▶ Texte à analyser:
• • • • •
La précision n’est pas anodine puisque traditionnellement la notion de bénéficiaire était définie comme la personne qui tirait directement profit de l’intervention du SIS soit le patient lui-même. La jurisprudence avait admis qu’une participation puisse être réclamée à des tiers, généralement des sociétés chargées de la maintenance ou des syndics de copropriété chargé d l’entretien des ascenseurs.
L’on pourrait penser que cette modification ne fait qu’entériner les solutions dégagées par la jurisprudence. Mais de fait, elle pourrait fonder la facturation aux établissements gestionnaires de SMUR d’une participation aux frais des SIS, sous réserve bien évidemment que les interventions refacturées ne relèvent pas de leurs missions propres.
 

  • La possibilité de requalifier a posteriori une intervention en carence ambulancière

La prise en charge financière des carences ambulancières par l’établissement siège du SAMU est subordonnée au constat d’une carence ambulancière, cette celle-ci devant être constatée lors de l’appel.
Toutefois, la loi Matras introduit la possibilité de requalifier a posteriori une intervention en carence, après sa réalisation, à la demande du SIS.

Cette requalification a posteriori risque d’être sujette à interprétation en dépit de la redéfinition de la notion de carence ambulancière.

La question que l’on peut légitimement se poser est de savoir si les interventions relevant de départs réflexes, répondant à la définition des carences ambulancières, seront susceptibles avec la loi Matras de donner lieu à une refacturation aux établissements de santé.

Le rapport de la commission des lois sur la proposition de loi prenait le soin de préciser que les départs réflexes étaient exclus du champ des carences ambulancières et avait exclu la possibilité de requalifier a posteriori une intervention en carence.

Ici encore, des précisions auraient été souhaitables afin de prévenir des divergences d’interprétation et les tentatives de requalification a posteriori.
 

  • La consécration légale des conventions d’appui logistique lors que le SIS met à disposition son véhicule et son équipage.

La loi Matras consacre légalement les conventions d’appui logistique et le principe d’une prise en charge financière de ces mises à disposition des moyens des SIS au bénéfice des SMUR directement par l’établissement de santé.

Sur ce point, les modifications introduites s’inscrivent dans la continuité des solutions jurisprudentielles.
Néanmoins, elle créé de fait un risque financier non négligeable pour les centres hospitaliers face au positionnement actuel des SIS et faute de délimitation claire et précise entre les missions du SIS et l’aide médicale urgente.
• • • • •
▶ Informations fournies:
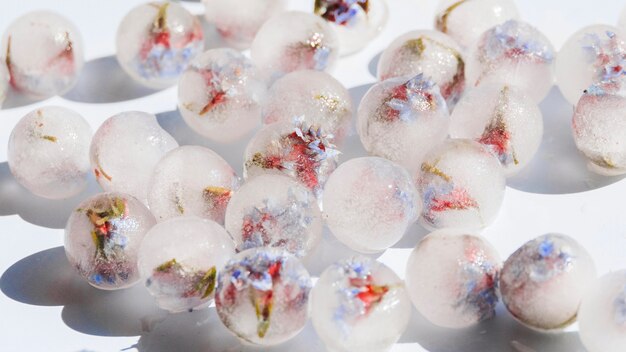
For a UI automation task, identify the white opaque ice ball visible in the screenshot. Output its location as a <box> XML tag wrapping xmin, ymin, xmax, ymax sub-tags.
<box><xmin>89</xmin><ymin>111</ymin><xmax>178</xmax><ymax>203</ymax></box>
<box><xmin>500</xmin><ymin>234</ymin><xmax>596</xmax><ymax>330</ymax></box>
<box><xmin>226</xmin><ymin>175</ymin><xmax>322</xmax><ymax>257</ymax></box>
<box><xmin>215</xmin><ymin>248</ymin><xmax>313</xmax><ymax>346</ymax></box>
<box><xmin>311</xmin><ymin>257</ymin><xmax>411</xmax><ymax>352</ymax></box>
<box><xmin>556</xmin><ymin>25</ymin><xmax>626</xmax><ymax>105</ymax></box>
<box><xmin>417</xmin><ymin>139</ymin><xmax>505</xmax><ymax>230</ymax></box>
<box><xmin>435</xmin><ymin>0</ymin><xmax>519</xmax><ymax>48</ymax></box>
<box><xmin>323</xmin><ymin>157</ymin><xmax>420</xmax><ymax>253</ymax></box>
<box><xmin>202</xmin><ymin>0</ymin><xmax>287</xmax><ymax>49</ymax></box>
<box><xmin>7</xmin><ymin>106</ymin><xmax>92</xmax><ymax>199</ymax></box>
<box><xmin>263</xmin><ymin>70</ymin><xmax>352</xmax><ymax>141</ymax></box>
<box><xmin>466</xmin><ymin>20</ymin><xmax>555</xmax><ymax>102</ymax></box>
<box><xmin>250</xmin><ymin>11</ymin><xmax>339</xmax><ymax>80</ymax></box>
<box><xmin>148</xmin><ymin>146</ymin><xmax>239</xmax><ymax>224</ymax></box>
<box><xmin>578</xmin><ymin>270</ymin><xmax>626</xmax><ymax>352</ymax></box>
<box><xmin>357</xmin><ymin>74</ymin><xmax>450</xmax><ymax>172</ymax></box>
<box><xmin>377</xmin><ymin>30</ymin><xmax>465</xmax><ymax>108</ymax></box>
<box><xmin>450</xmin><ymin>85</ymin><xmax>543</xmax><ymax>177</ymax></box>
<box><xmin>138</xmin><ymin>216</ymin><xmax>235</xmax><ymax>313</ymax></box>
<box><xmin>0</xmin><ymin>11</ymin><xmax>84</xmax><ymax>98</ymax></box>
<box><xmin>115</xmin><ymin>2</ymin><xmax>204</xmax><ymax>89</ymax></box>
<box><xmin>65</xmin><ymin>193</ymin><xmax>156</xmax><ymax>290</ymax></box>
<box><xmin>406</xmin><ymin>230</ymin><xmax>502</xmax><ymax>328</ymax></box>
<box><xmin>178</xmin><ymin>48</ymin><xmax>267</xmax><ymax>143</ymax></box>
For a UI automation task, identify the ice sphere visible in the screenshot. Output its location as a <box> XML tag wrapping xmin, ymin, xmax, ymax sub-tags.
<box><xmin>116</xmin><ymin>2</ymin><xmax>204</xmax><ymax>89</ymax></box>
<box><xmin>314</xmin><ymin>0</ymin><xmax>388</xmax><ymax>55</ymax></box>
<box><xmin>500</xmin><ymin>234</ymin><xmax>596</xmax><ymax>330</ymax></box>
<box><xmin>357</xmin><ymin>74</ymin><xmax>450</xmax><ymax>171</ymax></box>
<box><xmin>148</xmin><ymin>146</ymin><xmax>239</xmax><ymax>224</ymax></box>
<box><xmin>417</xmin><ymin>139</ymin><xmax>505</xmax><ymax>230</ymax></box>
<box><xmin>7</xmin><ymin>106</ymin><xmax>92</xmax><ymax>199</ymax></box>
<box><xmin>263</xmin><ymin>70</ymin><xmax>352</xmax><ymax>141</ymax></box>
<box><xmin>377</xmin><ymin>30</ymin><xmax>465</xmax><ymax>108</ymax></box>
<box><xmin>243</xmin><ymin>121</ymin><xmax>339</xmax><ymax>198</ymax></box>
• • • • •
▶ Consignes des tâches:
1 - D'après le texte sur la loi Matras, à quel moment la carence ambulancière devait-elle être constatée ?
2 - Reproduisez fidèlement tout le passage du texte sur la loi Matras, depuis « Ici encore, des » jusqu'à « l’aide médicale urgente. ».
3 - Poursuivez le texte sur la loi Matras à partir de l'endroit où il s'arrête.
Vous n'avez pas besoin des enregistrements.

▶ Réponses par tâche:
1 - Lors de l'appel.

2 -
Ici encore, des précisions auraient été souhaitables afin de prévenir des divergences d’interprétation et les tentatives de requalification a posteriori.
 

  • La consécration légale des conventions d’appui logistique lors que le SIS met à disposition son véhicule et son équipage.

La loi Matras consacre légalement les conventions d’appui logistique et le principe d’une prise en charge financière de ces mises à disposition des moyens des SIS au bénéfice des SMUR directement par l’établissement de santé.

Sur ce point, les modifications introduites s’inscrivent dans la continuité des solutions jurisprudentielles.
Néanmoins, elle créé de fait un risque financier non négligeable pour les centres hospitaliers face au positionnement actuel des SIS et faute de délimitation claire et précise entre les missions du SIS et l’aide médicale urgente.

3 -
Dans le cadre des contentieux en cours gérés par le cabinet, les SIS ont tenté de requalifier de façon systématique les interventions réalisées à la demande du centre 15 en appui logistique dès lors que l’intervention est effectuée à la demande du centre 15, peu importe que le transport soit médicalisé où non et indépendamment de l’engagement préalable ou non d’un VASV à celui du SMUR. Ils visent donc des situations où se situent sur un même lieu d’intervention un VASV, auto-déclenché ou pas, et un véhicule SMUR, de même qu’il vise les transports réalisés à la suite de départs réflexes.

En conclusion, en l’état, cette loi ne devrait pas impacter directement les contentieux actuels, faute d’être rétroactive, sauf à influencer peut-être la teneur des négociations dans le cadre des médiations administratives impulsées par les tribunaux ou la négociation des conventions.

Mais elle ne sera pas à mon sens de nature à purger tous les contentieux relatifs au financement dès lors qu’elle ne permettra pas de dissiper les difficultés à caractériser la nature de certaines interventions.


[1] Loi n°2021-1520 du 25 novembre 2021 visant à consolider notre modèle de sécurité civile et à valoriser le volontariat des sapeurs-pompiers

[2] CE 1-4 chambres réunies, 18 mars 2020, n° 425990, publié aux tables du recueil Lebon ; Tribunal administratif d’Amiens, 12 mai 2021, centre hospitalier intercommunal de MONTDIDIER-ROYE C SDIS DE L’OISE, N°1801201 ; centre hospitalier de GISORS C/ SDIS DE L’OISE 1801202 ; centre hospitalier d’ABBEVILLE n°1801458.

CE, 1ère et 4ème chambres réunies, 30/10/2021 n°443335.